··· Ausgewählter Auszug

Differenz von 371 Einwohner zwischen Zensus und Meldeamt. Aus Furcht vor zusätzlichen Kosten legt die Kommune Widerspruch gegen die Zahlen aus dem Jahr 2011 ein.

Ahrensburg. "Ja, wir haben auch Widerspruch eingelegt", sagt Wolfgang Böckmann (CDU), stellvertretender Bürgermeister von Barsbüttel. Die Gemeinde ist eine von mehr als 70 in Schleswig-Holstein, die jetzt Widerspruch gegen die Zahlen des Statistikamtes Nord eingelegt haben. Der Grund: Die Ergebnisse des Zensus 2011, der jüngsten Volkszählung der Bundesrepublik, haben für einige der Gemeinden im Land eine Zurückstufung der Einwohnerzahl zur Folge. Diese kann weitreichende Konsequenzen haben: Hat eine Gemeinde offiziell weniger Einwohner, werden ihr womöglich Zahlungen gekürzt, oder es muss Geld zurückgezahlt werden.

Deutschlandweit klagen nun Kommunen gegen die Zahlen, die Ende Mai dieses Jahres veröffentlicht wurden. In Barsbüttel ist die Differenz zwischen den Zahlen des Zensus 2011 und denen des Meldeamtes auffällig hoch. Geht der Zensus von 11.850 Einwohnern aus, so listet das Amt in seinen Dateien 12.221 Einwohner. Die Bevölkerungsfortschreibung des Statistikamtes hatte sogar 12.399 Einwohner errechnet. Die Differenz zu den neuen Zahlen beträgt minus 4,4 Prozent.

······

Arbeitsanweisung: Geben Sie aus dem Text über den Widerspruch gegen den Zensus 2011 die Passage von „Differenz von 371“ bis „Jahr 2011 ein.“ wortgetreu wieder.

··· Datenauszug

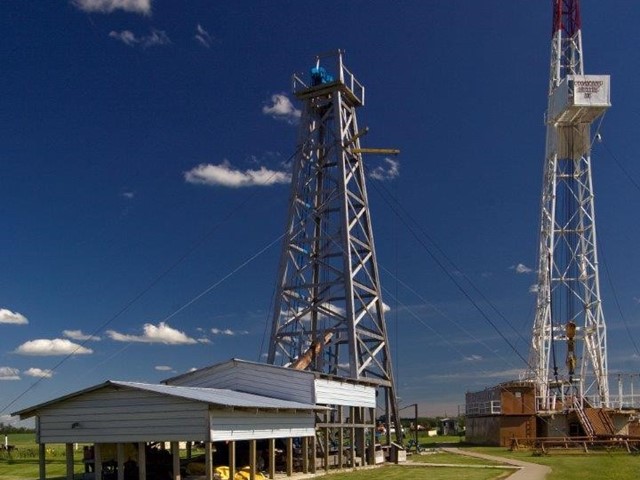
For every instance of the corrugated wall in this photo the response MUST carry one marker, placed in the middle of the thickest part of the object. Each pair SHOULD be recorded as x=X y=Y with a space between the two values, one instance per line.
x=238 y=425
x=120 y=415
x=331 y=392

······

Lösung der Aufgabe:
Differenz von 371 Einwohner zwischen Zensus und Meldeamt. Aus Furcht vor zusätzlichen Kosten legt die Kommune Widerspruch gegen die Zahlen aus dem Jahr 2011 ein.